### PROBLEM TO WORK ON
Pick out every line below that contains the word "wooden" and copy each one. Case counts.
— Begin EXTRACTED DATA —
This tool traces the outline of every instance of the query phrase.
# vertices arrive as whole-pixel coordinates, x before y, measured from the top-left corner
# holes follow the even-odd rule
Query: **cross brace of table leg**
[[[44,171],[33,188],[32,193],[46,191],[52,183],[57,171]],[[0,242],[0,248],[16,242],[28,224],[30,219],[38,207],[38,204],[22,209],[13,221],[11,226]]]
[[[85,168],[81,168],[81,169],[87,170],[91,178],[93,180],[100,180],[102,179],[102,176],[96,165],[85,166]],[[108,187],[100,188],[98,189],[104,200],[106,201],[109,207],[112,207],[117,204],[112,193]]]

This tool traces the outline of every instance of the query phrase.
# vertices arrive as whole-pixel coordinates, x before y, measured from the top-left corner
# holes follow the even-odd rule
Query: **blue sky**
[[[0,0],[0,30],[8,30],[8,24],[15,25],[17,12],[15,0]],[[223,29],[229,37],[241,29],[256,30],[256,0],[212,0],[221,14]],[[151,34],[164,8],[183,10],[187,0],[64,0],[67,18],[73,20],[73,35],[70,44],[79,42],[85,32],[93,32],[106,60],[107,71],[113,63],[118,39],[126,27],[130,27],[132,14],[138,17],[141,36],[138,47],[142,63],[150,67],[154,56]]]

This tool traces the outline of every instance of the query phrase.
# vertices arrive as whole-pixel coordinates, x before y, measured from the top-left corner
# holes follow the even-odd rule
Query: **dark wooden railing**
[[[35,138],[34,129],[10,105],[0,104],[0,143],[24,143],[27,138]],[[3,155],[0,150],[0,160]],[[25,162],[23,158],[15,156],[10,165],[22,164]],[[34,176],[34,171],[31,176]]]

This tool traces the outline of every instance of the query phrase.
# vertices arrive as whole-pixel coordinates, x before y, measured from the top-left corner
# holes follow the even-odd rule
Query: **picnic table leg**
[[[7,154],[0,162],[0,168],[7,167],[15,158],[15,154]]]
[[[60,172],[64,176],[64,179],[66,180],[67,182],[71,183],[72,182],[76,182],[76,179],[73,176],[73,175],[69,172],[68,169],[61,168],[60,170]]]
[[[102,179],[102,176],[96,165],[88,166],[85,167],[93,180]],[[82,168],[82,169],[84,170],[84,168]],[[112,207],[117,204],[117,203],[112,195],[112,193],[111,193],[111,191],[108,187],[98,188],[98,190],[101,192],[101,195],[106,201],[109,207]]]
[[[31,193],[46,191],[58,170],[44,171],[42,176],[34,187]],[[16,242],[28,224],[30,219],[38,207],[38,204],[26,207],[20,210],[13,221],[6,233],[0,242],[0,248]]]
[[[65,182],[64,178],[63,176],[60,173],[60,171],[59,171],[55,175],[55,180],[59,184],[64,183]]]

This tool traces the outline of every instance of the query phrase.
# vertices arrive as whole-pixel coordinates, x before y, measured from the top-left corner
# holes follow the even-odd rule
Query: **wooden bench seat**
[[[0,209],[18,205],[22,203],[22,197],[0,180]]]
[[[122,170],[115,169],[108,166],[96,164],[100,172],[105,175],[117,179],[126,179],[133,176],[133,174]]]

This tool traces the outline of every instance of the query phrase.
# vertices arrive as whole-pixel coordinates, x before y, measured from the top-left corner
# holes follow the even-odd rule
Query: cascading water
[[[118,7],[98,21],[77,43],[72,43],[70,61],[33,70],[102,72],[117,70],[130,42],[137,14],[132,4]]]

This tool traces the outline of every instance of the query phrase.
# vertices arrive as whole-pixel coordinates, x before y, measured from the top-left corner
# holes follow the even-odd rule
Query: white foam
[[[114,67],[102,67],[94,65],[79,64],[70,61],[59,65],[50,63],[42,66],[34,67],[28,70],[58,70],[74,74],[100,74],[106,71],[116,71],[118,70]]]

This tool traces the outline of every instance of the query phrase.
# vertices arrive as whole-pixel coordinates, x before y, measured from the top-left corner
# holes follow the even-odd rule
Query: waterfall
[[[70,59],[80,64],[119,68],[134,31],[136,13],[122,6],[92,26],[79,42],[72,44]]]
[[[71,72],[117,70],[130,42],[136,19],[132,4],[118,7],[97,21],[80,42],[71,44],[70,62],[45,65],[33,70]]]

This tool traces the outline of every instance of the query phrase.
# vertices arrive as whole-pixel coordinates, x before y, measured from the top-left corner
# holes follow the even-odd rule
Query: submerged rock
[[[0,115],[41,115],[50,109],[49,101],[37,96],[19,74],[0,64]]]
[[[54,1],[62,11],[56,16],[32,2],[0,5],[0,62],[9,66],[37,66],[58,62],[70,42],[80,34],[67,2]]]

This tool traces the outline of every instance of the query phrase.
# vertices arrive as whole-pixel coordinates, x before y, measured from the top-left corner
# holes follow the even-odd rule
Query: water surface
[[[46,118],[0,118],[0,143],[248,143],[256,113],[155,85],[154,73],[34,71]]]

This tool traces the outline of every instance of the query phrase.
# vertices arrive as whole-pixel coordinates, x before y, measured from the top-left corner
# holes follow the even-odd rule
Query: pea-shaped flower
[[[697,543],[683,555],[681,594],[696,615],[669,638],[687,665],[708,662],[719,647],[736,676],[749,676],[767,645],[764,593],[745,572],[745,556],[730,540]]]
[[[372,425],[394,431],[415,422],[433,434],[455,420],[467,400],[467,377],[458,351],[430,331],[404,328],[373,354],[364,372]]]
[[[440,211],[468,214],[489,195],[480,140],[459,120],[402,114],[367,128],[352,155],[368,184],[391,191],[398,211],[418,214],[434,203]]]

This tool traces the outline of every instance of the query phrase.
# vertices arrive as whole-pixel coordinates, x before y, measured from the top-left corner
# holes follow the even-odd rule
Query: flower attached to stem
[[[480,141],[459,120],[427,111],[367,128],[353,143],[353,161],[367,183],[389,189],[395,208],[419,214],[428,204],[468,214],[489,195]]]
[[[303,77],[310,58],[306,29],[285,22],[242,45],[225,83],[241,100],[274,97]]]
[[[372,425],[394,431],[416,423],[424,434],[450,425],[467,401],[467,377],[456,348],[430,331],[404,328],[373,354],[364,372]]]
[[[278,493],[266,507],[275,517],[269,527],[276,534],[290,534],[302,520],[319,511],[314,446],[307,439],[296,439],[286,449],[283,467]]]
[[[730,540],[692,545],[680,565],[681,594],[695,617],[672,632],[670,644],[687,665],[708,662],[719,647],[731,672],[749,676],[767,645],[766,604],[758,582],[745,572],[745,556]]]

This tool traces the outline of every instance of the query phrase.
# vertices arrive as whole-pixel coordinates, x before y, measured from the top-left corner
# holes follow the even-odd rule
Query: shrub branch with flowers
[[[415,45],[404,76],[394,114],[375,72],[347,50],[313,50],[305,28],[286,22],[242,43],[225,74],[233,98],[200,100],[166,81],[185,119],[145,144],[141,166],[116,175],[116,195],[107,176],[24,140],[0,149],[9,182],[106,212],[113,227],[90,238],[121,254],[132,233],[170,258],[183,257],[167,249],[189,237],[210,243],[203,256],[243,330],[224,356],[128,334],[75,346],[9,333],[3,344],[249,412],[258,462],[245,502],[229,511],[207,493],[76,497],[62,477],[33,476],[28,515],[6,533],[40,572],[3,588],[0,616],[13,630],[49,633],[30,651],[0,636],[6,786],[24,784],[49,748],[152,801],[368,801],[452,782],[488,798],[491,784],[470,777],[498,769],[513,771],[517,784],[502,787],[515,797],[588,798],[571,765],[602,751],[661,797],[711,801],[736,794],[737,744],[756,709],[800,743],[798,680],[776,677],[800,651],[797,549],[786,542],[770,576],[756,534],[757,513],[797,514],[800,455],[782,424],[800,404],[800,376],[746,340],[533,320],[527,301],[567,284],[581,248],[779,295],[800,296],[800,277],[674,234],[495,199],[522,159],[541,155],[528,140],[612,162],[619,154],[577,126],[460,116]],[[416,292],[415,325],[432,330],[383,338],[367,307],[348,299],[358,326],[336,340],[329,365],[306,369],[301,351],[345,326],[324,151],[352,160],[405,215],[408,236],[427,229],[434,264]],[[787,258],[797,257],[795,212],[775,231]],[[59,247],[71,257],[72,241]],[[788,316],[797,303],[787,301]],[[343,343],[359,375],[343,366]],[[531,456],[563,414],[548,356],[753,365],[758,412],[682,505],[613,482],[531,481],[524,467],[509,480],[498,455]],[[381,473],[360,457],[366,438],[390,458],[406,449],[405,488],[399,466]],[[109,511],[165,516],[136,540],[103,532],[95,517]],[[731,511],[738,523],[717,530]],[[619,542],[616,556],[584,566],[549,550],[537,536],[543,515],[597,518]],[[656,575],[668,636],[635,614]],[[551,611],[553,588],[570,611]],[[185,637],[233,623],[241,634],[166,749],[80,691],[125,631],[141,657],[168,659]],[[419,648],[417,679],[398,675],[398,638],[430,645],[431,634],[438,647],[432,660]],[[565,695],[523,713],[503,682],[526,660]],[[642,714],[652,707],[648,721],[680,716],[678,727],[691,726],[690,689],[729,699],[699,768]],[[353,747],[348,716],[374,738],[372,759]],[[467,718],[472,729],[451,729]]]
— End EXTRACTED DATA —
### SOLUTION TO THE EXERCISE
Query: **dark wooden railing**
Query: **wooden bench seat**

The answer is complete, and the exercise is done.